*** Kaynak Metin ***
• Bu bahis forum sitesi iddaaseverlerin fikir, tahmin ve analiz paylaştığı tamamen ücretsiz hizmet veren bir platformdur. Kesinlikle bahis oynatılmaz. Spor Toto Teşkilatı tarafından lisanslandırılmış siteler dışında bahis oynamak ve oynatmak Türkiye Cumhuriyeti Ceza Kanuna göre suçtur. Skype adresimiz üzerinden iletişim için tıklayınız

Bilgi Moderasyon istediği anda konuyu kilitleyebilir!

Durum
Üzgünüz bu konu cevaplar için kapatılmıştır...

assosyal70

Üye
28 Ocak 2019
683
561
ÜLKEMİZDE NELER OLDU-NELER OLUYOR!

Açık oylama, gizli sayım yapılan 1946-1950 arası, çok partili seçime geçişi saymayalım
Gerçek anlamda çok partili hayata geçtiğimiz seçim, 1950 yılında Adnan Menderes’in zaferiyle sonuçlanmıştır.
Ve bu süreçten, 2019 yılına kadar olan çok partili siyasal yaşamımızda, Türkiye’yi, 40 sene, Adnan Menderes ve aynı görüşü benimsemiş Demirel, Özal, Erdoğan, hükümetleri tek başına yönetmiştir.
Ayrıca, aynı görüş, 69 senenin kalanında da, tüm koalisyonlarda ülke yönetiminde yerini almıştır.
Baz aldığımız 1950 senesinden bu yana, milliyetçi-muhafazakar kitlenin ülke nüfusuna oranı, hiçbir zaman, %60-70 seviyesinin altına düşmemiştir
...
*** Ham Kayıtlar ***
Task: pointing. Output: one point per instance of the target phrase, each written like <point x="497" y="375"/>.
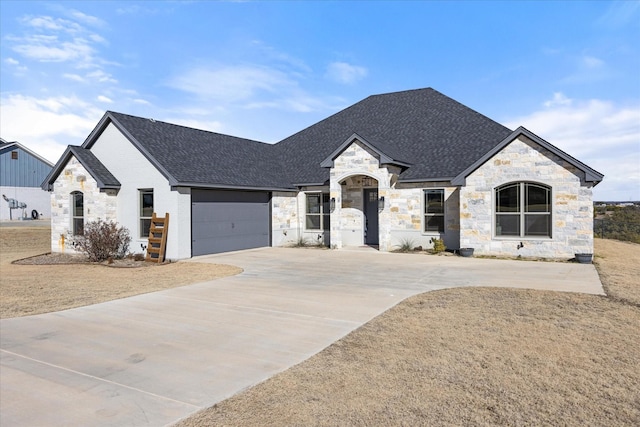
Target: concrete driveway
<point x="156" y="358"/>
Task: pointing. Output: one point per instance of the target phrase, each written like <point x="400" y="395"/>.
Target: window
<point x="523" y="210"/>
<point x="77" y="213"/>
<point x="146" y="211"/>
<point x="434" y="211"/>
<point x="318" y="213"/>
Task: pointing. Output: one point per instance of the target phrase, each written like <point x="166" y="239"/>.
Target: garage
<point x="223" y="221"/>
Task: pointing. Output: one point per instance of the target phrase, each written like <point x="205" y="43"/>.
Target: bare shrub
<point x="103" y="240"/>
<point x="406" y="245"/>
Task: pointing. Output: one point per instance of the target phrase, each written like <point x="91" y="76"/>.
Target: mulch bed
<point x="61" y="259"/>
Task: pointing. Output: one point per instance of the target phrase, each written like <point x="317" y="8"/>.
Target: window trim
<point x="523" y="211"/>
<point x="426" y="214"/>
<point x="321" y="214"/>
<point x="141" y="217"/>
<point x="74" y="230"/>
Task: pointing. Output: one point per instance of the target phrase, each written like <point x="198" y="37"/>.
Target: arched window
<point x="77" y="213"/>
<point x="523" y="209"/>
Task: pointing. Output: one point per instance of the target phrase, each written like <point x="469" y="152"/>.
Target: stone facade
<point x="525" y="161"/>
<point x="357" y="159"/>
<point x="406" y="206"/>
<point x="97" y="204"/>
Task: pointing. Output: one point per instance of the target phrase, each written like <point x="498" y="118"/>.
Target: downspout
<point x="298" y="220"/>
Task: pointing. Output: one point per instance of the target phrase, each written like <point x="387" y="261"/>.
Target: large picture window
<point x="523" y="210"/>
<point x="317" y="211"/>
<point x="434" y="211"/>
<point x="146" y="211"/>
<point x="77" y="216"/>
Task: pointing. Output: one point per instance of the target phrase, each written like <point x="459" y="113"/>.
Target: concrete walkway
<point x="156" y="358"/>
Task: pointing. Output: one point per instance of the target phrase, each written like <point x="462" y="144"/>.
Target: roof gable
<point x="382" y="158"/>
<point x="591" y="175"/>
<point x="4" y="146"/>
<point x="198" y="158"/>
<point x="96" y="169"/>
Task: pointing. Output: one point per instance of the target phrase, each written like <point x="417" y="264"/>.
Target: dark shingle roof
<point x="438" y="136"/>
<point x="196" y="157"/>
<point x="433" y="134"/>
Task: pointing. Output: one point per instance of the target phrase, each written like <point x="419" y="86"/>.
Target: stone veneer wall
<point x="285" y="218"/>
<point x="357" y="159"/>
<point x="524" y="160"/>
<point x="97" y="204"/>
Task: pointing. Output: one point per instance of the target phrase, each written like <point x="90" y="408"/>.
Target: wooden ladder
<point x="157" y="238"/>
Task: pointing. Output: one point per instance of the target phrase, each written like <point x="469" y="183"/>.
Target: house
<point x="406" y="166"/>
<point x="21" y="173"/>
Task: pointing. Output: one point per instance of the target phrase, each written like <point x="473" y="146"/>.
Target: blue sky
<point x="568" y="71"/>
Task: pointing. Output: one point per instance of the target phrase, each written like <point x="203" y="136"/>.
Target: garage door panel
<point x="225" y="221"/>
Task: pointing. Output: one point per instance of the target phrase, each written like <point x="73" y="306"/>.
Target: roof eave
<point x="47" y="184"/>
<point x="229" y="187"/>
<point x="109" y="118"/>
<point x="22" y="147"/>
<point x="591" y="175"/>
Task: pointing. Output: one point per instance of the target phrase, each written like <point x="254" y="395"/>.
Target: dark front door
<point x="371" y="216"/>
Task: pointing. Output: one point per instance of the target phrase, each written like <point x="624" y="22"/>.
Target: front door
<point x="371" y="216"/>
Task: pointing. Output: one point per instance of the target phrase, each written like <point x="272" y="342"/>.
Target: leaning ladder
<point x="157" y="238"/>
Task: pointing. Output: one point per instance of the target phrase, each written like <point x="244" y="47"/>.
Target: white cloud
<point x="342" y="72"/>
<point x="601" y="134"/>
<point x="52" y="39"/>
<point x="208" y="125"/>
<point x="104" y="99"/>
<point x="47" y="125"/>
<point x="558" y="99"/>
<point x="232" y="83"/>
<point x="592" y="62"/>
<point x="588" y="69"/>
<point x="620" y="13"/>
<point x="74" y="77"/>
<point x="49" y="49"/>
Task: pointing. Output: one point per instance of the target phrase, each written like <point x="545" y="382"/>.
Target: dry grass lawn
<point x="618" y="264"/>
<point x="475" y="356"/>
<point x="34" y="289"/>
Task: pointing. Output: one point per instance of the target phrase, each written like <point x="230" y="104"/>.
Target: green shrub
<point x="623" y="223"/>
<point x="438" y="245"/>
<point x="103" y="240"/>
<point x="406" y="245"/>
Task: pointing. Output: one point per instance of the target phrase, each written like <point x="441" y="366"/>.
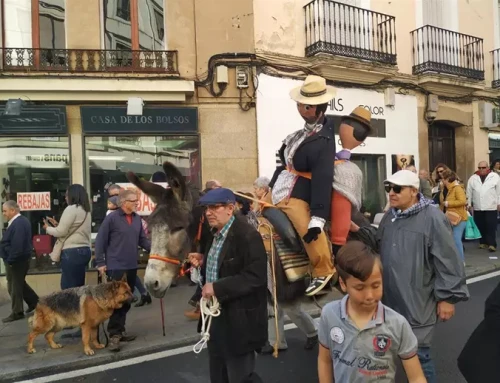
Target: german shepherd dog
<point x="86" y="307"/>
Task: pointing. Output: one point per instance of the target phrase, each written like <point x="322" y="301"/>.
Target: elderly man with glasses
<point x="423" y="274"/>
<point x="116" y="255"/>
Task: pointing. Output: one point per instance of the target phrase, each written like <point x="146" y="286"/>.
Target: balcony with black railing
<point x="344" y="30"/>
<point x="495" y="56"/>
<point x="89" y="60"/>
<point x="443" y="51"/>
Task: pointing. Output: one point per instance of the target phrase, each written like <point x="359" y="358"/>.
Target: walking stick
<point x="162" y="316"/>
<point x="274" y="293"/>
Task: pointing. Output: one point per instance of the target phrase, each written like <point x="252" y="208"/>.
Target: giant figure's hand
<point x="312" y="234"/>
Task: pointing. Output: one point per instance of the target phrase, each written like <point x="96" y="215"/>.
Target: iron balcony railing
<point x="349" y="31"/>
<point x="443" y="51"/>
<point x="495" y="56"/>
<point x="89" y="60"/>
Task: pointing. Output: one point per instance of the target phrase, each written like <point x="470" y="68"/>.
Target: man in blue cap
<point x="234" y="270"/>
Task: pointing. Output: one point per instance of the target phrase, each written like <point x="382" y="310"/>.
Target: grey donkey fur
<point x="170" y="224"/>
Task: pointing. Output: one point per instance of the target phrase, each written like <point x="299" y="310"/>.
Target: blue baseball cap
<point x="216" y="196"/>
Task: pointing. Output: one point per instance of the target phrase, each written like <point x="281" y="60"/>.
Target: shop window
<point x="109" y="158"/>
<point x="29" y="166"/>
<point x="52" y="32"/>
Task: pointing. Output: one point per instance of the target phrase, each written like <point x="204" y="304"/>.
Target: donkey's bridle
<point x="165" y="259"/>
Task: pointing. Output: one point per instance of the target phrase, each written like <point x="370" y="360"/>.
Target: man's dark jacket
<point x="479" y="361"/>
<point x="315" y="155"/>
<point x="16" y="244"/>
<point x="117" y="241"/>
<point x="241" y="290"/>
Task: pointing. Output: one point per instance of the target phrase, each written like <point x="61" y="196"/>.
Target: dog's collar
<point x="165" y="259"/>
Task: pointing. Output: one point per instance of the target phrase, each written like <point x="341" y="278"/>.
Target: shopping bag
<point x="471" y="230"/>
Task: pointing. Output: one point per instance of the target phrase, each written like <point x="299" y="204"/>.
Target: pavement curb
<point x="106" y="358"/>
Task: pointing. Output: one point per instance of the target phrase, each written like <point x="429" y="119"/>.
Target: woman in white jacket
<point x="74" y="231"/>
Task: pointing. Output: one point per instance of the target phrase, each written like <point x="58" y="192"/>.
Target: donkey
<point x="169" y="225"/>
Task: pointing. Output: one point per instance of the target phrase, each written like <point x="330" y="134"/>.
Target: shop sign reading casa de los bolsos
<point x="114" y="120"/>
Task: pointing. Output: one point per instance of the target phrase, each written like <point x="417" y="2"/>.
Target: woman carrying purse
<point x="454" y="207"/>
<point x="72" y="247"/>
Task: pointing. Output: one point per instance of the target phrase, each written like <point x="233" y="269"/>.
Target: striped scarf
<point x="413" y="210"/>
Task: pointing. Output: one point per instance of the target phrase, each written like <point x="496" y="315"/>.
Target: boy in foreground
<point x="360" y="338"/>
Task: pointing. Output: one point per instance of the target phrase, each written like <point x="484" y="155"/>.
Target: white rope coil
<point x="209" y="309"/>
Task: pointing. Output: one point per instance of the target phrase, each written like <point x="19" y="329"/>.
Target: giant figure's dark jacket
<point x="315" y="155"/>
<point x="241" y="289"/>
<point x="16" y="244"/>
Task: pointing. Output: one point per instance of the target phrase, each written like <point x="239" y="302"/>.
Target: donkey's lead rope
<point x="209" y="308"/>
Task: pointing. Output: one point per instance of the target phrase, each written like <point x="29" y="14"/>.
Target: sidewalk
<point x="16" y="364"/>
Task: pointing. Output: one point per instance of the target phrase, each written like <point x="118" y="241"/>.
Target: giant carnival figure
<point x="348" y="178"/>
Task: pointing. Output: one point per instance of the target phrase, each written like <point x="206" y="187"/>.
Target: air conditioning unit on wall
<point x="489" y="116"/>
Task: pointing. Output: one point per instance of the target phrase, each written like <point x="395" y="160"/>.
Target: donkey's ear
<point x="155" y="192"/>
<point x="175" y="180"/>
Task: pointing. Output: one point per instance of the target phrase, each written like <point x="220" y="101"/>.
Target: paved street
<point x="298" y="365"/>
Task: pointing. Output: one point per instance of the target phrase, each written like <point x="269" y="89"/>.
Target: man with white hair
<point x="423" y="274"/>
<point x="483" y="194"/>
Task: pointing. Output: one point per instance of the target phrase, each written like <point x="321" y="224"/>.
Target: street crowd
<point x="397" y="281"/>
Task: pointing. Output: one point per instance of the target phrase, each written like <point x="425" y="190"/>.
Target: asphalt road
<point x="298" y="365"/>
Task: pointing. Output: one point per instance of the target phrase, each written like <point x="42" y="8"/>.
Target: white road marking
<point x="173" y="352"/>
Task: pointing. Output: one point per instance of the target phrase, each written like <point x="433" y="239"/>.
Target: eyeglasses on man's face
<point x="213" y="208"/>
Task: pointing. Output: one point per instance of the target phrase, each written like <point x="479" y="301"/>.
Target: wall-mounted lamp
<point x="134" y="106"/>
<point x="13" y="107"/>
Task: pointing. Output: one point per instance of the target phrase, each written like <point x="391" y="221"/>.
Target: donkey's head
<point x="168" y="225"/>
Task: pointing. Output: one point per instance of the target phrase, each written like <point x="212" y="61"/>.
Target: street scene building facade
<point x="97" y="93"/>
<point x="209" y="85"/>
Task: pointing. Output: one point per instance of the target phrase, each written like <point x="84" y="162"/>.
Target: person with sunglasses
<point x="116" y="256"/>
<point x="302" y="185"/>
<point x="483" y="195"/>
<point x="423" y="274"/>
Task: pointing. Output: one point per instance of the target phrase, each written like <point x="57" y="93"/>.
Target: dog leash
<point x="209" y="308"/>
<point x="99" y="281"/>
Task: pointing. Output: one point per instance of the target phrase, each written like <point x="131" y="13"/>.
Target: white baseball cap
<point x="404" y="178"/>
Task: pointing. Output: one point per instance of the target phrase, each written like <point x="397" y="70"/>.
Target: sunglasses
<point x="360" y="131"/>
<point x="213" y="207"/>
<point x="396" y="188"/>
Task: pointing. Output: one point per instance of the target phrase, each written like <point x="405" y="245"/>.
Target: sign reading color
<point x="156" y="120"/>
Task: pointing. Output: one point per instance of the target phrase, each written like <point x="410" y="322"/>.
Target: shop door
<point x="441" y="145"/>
***
*** Ham Kayıtlar ***
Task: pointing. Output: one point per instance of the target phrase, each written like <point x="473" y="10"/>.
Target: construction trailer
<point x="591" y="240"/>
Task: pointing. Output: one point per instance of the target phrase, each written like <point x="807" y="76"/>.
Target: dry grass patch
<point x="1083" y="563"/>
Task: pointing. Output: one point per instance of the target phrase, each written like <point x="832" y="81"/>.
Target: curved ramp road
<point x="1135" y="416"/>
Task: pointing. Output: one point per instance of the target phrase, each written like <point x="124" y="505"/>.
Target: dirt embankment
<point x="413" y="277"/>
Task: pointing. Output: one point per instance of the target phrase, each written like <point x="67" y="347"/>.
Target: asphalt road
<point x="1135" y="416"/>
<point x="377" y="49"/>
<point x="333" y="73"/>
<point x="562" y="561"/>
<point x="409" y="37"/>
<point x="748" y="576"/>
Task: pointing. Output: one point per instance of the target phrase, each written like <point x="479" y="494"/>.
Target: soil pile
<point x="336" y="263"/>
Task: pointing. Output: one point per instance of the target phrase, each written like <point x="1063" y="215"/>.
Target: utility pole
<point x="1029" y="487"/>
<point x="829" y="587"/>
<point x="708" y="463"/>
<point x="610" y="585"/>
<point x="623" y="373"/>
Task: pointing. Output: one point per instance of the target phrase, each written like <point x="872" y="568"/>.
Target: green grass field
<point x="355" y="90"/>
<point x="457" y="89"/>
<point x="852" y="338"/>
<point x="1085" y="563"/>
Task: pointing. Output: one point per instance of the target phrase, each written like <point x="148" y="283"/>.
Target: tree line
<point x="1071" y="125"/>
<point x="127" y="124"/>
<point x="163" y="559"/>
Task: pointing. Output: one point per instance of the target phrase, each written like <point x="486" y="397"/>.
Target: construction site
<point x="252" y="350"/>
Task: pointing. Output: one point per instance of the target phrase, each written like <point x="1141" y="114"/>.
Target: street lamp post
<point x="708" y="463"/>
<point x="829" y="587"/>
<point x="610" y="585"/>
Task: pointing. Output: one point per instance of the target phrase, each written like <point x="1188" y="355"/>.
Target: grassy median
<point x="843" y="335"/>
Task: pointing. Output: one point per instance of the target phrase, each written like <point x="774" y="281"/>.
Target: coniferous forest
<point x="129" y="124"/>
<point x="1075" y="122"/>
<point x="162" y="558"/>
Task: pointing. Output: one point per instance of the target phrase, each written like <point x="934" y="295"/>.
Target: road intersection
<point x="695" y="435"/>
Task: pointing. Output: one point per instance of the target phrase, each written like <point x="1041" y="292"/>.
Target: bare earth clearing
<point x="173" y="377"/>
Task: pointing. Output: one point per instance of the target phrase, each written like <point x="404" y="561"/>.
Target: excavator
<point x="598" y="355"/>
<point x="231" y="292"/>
***
— İstenenler —
**1)** Kaynak metinde "Ve bu süreçten, 2019" ile başlayıp "yönetiminde yerini almıştır." ile biten kısmı, "Demirel" yerine "Süleyman Demirel" koyarak yeniden yazın.
**2)** Kaynak metinde adı geçen siyasetçilerin hepsini listeleyin.

— Alıştırma Cevapları —
**1)**
Ve bu süreçten, 2019 yılına kadar olan çok partili siyasal yaşamımızda, Türkiye’yi, 40 sene, Adnan Menderes ve aynı görüşü benimsemiş Süleyman Demirel, Özal, Erdoğan, hükümetleri tek başına yönetmiştir.
Ayrıca, aynı görüş, 69 senenin kalanında da, tüm koalisyonlarda ülke yönetiminde yerini almıştır.

**2)**
- Adnan Menderes
- Demirel
- Özal
- Erdoğan